:: ENTRIES SUPPLIED ::
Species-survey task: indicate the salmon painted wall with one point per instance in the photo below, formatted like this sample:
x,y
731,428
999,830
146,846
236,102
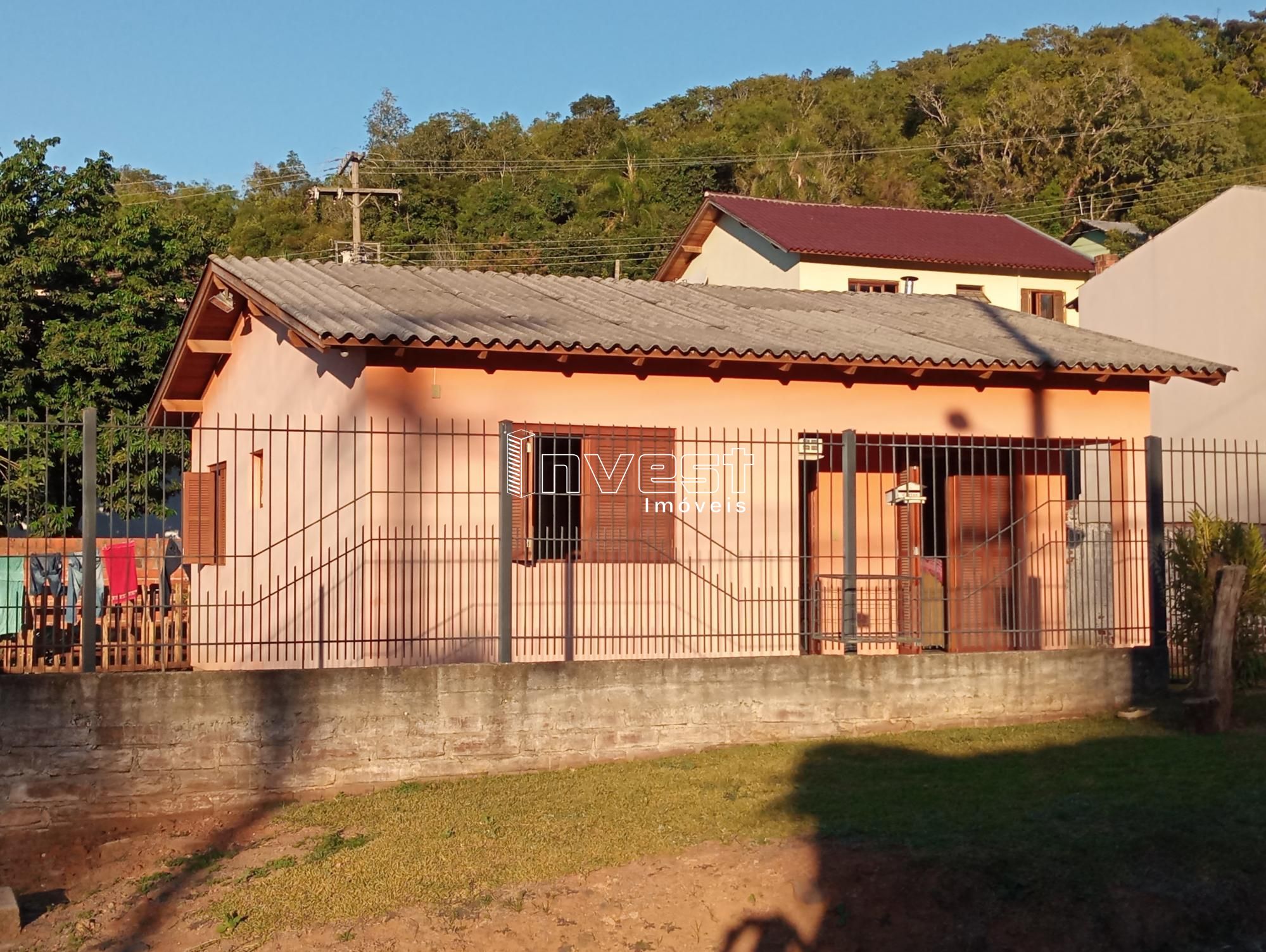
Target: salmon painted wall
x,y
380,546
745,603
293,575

---

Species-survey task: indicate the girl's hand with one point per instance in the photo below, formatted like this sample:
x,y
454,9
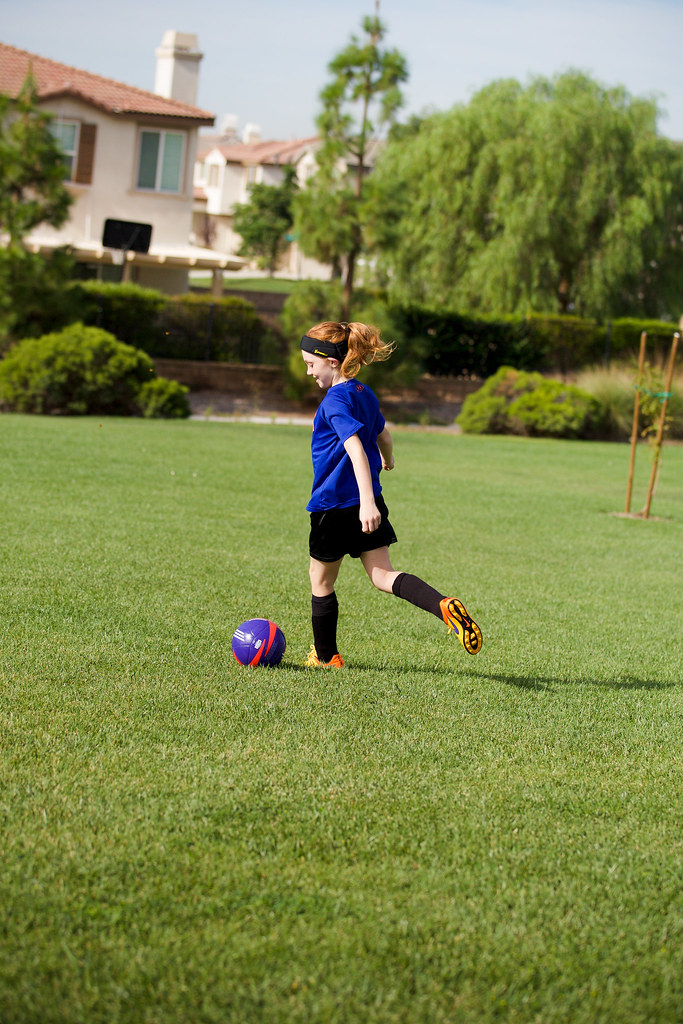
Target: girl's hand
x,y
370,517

:: INSTRUCTIONS TO FOLLOW ::
Count the lines of the data above that contain the word "instance". Reply with the number alone.

:: EXPECTED ANSWER ::
2